— start Page text —

Adds Majcher: "In January fliers were circulated with my mug shot and arrest information. She works for the clerk of the Circuit Court. She has access to court records. She tried to destroy me." Responded Anselmo: "That's totally untrue."
In addition, Majcher said, the campaign of Adam Andrzejewski, a Polish-American businessman who sought the Republican nomination for governor, "siphoned off a lot of my votes."
"People had to pick a primary, and if they voted for Adam (in the Republican primary), they couldn't vote for me," she said.
In the heavily Polish 45th Ward, where Majcher got a disappointing 698 votes (11.3 percent of the total cast), Andrzejewski had 504 votes; in the 38th Ward, where Majcher got 679 votes (15.5 percent), Andrzejewski had 454 votes; in the 41st Ward, where Majcher got 448 votes (6.7 percent), Andrzejewski got 707 votes. That amounts to 1,665 votes. "Those votes would have been mine had he not run," Majcher said.
"It was the unions," complained Ryan, a former International Brotherhood of Electrical Workers member and a longtime area Democratic precinct captain. "They backed a lawyer over a tradesman. They gave (Mulroe) money and workers and ignored me. It makes no sense."
Why did that happen? "It was (Patti Jo) Cullerton and (Tom) Allen. They delivered the unions."
But the real culprit was lack of time, Ryan said. "My family, friends, coworkers and lifetime associates were excited, but they didn't have enough time to network," he said. In the 36th Ward, where Ryan has family, he got 21 percent of the vote; in the 45th Ward, where he was a precinct captain, he got 26.1 percent. On a budget of less than $20,000, Ryan finished second with 24.2 percent of the vote. "If I had 2 more months, I could have won," he said.
Anselmo, the chief deputy clerk for training and development in Dorothy Brown's office, hails from the 36th Ward, and she had the backing of outgoing Democratic state Senator Jim DeLeo and Democratic Committeeman Bill Banks. In a turnout of 4,560, roughly half the norm, Anselmo got 2,090 votes (45.8 percent of the total cast). But in the 41st, 45th and 38th wards, she got only 2,728 votes (15.8 percent), to Mulroe's 8,397 (48.6 percent).
"It was all about money," said Anselmo, who spent $50,000, of which $35,000 was hers. "Mulroe had more money."
But Anselmo, who is of Polish heritage and who ran with her maiden name (Sendra), hinted that she could have won if she had been the only woman in the race and the only Polish-American candidate. Get real. The combined Anselmo-Majcher vote was 33 percent. Anselmo lost because she had only one committeeman's support.
"Doherty will win, and I won't be unhappy," said one loser, who wished to remain nameless.
DeLeo is retiring after 18 years in the legislature. The winner of the Mulroe-Doherty race will serve only until 2012, as the General Assembly will redraw the boundaries of all 59 Senate districts in 2011.
Each loser conveyed the sense that none wishes Mulroe well. If Doherty wins, each can try again. If Mulroe wins, that prospect is foreclosed.

— end Page text —
— start Dataset excerpt —

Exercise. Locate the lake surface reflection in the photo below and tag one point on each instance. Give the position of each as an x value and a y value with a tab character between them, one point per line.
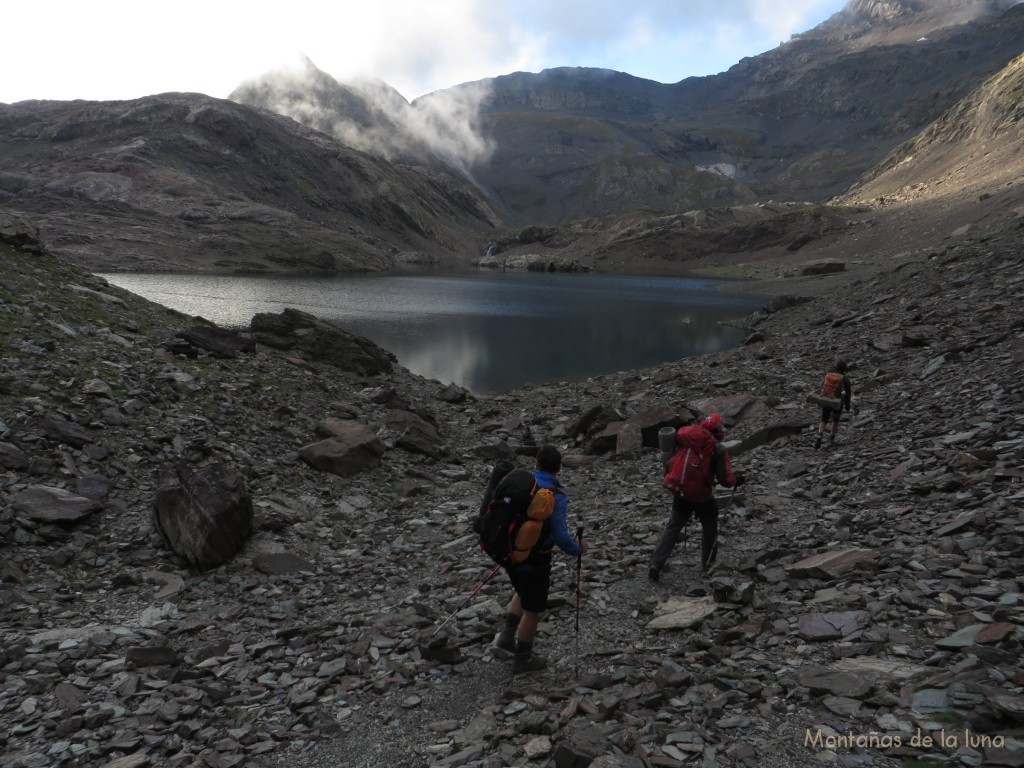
488	332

— end Dataset excerpt —

▶ [Your objective] Transcribe the passage from the primary race article, beginning at the words "Anselmo, the chief" and stopping after "one committeeman's support.".

▶ [Full output]
Anselmo, the chief deputy clerk for training and development in Dorothy Brown's office, hails from the 36th Ward, and she had the backing of outgoing Democratic state Senator Jim DeLeo and Democratic Committeeman Bill Banks. In a turnout of 4,560, roughly half the norm, Anselmo got 2,090 votes (45.8 percent of the total cast). But in the 41st, 45th and 38th wards, she got only 2,728 votes (15.8 percent), to Mulroe's 8,397 (48.6 percent).
"It was all about money," said Anselmo, who spent $50,000, of which $35,000 was hers. "Mulroe had more money."
But Anselmo, who is of Polish heritage and who ran with her maiden name (Sendra), hinted that she could have won if she had been the only woman in the race and the only Polish-American candidate. Get real. The combined Anselmo-Majcher vote was 33 percent. Anselmo lost because she had only one committeeman's support.